Instruction: Pull out each line of the records that contains the word "aircraft", matching case exactly.

[Dataset excerpts start]

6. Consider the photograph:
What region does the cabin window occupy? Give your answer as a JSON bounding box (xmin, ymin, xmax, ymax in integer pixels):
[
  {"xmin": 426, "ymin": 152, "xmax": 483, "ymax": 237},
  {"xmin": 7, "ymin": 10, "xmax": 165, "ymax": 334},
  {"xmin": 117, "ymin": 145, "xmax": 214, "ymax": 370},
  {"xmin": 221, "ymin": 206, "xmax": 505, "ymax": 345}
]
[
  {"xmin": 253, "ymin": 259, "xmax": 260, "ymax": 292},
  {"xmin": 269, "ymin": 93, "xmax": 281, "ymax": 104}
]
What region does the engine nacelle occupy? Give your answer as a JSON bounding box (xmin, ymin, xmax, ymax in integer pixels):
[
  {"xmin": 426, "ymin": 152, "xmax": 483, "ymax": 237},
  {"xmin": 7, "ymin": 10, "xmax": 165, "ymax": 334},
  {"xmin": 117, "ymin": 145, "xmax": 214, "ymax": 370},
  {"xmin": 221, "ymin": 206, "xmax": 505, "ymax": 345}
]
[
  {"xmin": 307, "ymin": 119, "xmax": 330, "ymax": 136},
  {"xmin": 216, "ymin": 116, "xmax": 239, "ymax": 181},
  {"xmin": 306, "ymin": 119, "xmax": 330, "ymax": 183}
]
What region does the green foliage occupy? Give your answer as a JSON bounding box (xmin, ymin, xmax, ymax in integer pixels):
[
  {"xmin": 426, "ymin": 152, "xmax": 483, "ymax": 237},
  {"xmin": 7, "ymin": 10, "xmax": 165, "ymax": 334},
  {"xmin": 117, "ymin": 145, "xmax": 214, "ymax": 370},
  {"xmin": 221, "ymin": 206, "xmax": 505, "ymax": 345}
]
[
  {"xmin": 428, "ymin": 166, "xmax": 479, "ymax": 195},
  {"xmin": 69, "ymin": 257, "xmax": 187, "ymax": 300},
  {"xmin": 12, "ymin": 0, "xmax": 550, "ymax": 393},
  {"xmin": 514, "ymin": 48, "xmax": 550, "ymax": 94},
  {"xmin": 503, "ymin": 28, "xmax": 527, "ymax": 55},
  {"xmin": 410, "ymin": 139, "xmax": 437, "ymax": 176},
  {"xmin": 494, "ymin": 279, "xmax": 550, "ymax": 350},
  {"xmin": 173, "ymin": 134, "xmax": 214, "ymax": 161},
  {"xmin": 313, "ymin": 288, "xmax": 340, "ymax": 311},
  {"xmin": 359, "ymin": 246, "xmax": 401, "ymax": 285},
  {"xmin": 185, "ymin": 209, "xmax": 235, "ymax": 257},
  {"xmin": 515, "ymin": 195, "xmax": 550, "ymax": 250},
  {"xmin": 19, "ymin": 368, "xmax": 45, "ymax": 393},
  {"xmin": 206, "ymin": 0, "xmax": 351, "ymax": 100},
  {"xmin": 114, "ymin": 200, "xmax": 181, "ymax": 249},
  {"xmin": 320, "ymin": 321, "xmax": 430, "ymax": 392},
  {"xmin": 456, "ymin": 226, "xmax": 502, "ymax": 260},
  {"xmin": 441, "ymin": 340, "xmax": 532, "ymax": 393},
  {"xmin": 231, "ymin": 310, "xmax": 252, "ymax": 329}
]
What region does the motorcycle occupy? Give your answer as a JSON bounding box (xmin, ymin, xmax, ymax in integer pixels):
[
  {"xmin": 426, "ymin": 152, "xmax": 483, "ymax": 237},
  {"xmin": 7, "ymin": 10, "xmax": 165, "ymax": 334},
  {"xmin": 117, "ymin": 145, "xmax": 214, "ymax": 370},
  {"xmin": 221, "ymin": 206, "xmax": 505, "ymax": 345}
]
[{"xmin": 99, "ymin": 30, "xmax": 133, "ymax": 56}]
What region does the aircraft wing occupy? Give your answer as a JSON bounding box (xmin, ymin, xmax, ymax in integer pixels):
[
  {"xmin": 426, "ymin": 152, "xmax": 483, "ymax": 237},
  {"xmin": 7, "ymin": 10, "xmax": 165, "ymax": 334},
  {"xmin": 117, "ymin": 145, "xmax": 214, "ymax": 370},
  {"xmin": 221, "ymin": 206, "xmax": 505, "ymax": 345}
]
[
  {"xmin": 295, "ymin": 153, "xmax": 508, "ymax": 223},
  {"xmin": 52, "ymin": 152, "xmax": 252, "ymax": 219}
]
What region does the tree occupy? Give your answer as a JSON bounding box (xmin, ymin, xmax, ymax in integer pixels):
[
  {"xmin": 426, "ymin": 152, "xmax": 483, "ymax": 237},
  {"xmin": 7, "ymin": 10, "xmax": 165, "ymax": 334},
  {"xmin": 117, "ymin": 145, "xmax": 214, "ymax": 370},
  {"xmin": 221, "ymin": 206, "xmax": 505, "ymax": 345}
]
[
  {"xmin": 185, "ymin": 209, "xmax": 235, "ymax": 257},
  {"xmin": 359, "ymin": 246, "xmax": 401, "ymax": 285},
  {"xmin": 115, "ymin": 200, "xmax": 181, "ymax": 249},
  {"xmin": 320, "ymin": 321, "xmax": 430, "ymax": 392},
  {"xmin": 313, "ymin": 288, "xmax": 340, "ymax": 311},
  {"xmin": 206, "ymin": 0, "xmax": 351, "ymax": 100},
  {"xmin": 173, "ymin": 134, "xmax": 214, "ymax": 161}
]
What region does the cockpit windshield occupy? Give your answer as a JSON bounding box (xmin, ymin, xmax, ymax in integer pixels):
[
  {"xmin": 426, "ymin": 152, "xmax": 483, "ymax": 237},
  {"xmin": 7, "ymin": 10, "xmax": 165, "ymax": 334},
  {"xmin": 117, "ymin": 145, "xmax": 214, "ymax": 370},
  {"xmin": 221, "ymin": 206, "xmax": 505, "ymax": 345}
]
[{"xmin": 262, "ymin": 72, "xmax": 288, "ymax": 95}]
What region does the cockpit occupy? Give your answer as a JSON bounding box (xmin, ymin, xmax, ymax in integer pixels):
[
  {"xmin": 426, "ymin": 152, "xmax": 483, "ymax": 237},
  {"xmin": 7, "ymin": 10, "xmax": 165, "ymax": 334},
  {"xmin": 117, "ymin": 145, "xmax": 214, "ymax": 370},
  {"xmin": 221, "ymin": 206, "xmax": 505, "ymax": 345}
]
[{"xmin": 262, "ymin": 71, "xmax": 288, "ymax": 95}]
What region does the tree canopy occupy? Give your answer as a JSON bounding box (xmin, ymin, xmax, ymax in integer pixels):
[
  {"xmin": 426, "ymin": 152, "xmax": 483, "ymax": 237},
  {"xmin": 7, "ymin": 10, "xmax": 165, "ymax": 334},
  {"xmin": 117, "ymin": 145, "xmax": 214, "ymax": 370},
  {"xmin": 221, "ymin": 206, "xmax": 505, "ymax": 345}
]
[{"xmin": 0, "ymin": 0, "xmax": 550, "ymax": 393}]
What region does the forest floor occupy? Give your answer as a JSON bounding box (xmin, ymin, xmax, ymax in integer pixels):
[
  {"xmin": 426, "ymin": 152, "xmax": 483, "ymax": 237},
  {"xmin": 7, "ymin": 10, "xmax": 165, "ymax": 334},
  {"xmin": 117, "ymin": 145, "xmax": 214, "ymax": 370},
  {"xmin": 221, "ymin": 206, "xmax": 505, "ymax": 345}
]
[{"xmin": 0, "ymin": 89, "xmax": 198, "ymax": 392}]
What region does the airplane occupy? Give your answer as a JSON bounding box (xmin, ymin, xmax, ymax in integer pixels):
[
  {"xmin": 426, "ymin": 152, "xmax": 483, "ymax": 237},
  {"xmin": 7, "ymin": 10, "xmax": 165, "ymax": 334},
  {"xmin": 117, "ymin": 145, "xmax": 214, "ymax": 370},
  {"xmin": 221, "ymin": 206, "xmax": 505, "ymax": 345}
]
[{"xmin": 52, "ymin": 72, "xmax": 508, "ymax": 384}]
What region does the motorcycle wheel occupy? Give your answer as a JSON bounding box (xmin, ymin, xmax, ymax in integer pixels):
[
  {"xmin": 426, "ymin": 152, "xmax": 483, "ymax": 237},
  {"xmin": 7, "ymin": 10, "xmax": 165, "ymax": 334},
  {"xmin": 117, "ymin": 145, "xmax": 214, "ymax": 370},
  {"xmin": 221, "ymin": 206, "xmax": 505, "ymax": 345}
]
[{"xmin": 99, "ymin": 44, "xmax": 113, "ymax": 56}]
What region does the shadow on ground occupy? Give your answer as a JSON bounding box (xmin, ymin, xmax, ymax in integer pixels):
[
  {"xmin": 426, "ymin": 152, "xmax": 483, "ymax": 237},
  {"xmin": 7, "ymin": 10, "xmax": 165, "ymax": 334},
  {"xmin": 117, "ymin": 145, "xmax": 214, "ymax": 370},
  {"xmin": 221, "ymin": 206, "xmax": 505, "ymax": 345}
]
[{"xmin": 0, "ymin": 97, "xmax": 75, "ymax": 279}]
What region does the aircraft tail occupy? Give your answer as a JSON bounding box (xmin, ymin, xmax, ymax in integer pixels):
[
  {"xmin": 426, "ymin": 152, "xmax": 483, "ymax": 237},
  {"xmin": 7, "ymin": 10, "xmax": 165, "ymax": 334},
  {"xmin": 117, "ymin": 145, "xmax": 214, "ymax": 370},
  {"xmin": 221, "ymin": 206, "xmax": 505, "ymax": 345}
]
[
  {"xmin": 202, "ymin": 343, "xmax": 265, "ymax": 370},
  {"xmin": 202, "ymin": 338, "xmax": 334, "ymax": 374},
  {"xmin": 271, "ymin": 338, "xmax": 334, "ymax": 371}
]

[Dataset excerpts end]

Solution to this exercise:
What region does the aircraft wing occupy? Give your answer as a JSON bounding box (xmin, ymin, xmax, ymax in integer pixels):
What region does the aircraft tail occupy? Give your answer as a JSON bounding box (xmin, ymin, xmax, ymax in integer pixels):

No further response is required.